> Passage:
▼

Summary. The paper proposes the Omni Parsing framework to address fragmented task definitions and heterogeneity in multimodal parsing across documents, images, and audio-visual streams. It introduces a Unified Taxonomy and a progressive parsing paradigm with three hierarchical levels: Holistic Detection for spatial-temporal grounding, Fine-grained Recognition for symbolization (e.g., OCR/ASR) and attribute extraction, and Multi-level Interpreting for building reasoning chains from local semantics to global logic. A central element is the evidence anchoring mechanism enforcing strict alignment between high-level semantics and low-level facts to enable evidence-based logical induction, producing locatable, enumerable, and traceable knowledge. The authors release the Logics-Parsing-Omni model, a standardized dataset, and OmniParsingBench, claiming experiments show synergy between perception and cognition.

Significance. If the framework and anchoring mechanism hold under rigorous validation, the work could offer a unified, traceable approach to structured knowledge extraction from unstructured multimodal signals, with the open release of code, models, and benchmark providing a valuable resource for reproducibility and extension in multimodal AI research.

major comments (3)
  1. [Framework Description (Abstract and § on progressive parsing)] The evidence anchoring mechanism is described as pivotal for enforcing strict, lossless alignment between high-level semantic descriptions (Multi-level Interpreting) and low-level facts (Holistic Detection and Fine-grained Recognition), yet the manuscript supplies no formal definition, algorithm, loss function, anchoring rule, or example of how geometric baselines connect to logical conclusions. This is load-bearing for the central claim of reliable cross-modal transformation without alignment errors.
  2. [Experiments and Evaluation] The statement that experiments demonstrate synergy between fine-grained perception and high-level cognition, enhancing model reliability, is unsupported by any quantitative metrics, ablation results, error rates, or data exclusion criteria. Without these, the empirical validation of the framework cannot be evaluated.
  3. [OmniParsingBench] OmniParsingBench is introduced for quantitative evaluation of the capabilities, but no details are provided on its construction, task definitions, metrics, or comparisons to existing benchmarks, leaving the assessment of the model's performance on heterogeneous inputs incomplete.
minor comments (1)
  1. [Abstract] The abstract refers to constructing 'a standardized dataset' without specifying its scale, modality balance, annotation process, or release details beyond the GitHub link.

Simulated Author's Rebuttal

3 responses · 0 unresolved

We thank the referee for the constructive comments on our technical report. We address each major comment point by point below and will revise the manuscript to incorporate additional formal details, quantitative results, and benchmark specifications.

read point-by-point responses
  1. Referee: [Framework Description (Abstract and § on progressive parsing)] The evidence anchoring mechanism is described as pivotal for enforcing strict, lossless alignment between high-level semantic descriptions (Multi-level Interpreting) and low-level facts (Holistic Detection and Fine-grained Recognition), yet the manuscript supplies no formal definition, algorithm, loss function, anchoring rule, or example of how geometric baselines connect to logical conclusions. This is load-bearing for the central claim of reliable cross-modal transformation without alignment errors.

▲

> Problems and tasks:
A) Answer these questions from the Omni Parsing review:
(i) What three hierarchical levels make up the progressive parsing paradigm?
(ii) Which details does the minor comment say are not specified for the standardized dataset?
(iii) How many responses and how many unresolved points does the simulated rebuttal list?
B) From the Omni Parsing review, extract the part that opens with the words containing "3. [OmniParsingBench] OmniParsingBench" and closes with "the GitHub link.".

> Provided records:
▼

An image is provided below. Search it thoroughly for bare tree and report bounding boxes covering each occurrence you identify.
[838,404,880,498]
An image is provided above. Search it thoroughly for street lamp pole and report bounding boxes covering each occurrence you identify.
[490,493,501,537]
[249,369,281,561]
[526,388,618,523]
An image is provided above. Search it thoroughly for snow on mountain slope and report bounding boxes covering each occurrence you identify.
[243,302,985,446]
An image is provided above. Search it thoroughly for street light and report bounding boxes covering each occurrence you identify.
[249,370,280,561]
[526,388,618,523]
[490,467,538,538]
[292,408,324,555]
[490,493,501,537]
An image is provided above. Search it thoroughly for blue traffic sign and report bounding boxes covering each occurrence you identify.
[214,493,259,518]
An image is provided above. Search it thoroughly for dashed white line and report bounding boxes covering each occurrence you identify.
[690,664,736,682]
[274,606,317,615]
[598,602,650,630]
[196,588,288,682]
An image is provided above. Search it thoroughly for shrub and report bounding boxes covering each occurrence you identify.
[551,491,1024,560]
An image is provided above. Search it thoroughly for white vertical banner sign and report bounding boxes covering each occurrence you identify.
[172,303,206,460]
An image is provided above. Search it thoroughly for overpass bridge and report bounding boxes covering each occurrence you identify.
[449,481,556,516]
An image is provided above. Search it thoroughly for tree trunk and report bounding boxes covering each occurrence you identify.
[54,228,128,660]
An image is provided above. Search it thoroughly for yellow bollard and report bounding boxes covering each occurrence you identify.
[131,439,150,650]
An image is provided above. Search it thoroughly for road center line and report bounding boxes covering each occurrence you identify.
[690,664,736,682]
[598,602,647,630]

▲
▼

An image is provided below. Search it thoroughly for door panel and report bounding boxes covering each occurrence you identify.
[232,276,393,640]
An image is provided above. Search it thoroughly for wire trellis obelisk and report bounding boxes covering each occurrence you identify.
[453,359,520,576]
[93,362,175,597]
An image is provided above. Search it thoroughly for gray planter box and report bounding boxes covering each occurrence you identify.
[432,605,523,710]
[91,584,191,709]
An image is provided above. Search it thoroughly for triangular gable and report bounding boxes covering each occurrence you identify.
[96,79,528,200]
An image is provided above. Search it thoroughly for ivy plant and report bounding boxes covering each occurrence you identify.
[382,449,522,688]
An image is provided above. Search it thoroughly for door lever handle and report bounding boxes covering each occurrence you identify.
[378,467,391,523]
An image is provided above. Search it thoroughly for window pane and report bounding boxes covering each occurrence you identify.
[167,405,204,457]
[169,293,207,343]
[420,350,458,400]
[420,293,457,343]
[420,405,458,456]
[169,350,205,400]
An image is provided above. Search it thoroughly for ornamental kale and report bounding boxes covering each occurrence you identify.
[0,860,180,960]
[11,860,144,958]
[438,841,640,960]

▲

> Solved problems:
A)
(i) Holistic Detection, Fine-grained Recognition, and Multi-level Interpreting.
(ii) Its scale, modality balance, annotation process, and release details beyond the GitHub link.
(iii) 3 responses and 0 unresolved.

B)
3. [OmniParsingBench] OmniParsingBench is introduced for quantitative evaluation of the capabilities, but no details are provided on its construction, task definitions, metrics, or comparisons to existing benchmarks, leaving the assessment of the model's performance on heterogeneous inputs incomplete.
minor comments (1)
  1. [Abstract] The abstract refers to constructing 'a standardized dataset' without specifying its scale, modality balance, annotation process, or release details beyond the GitHub link.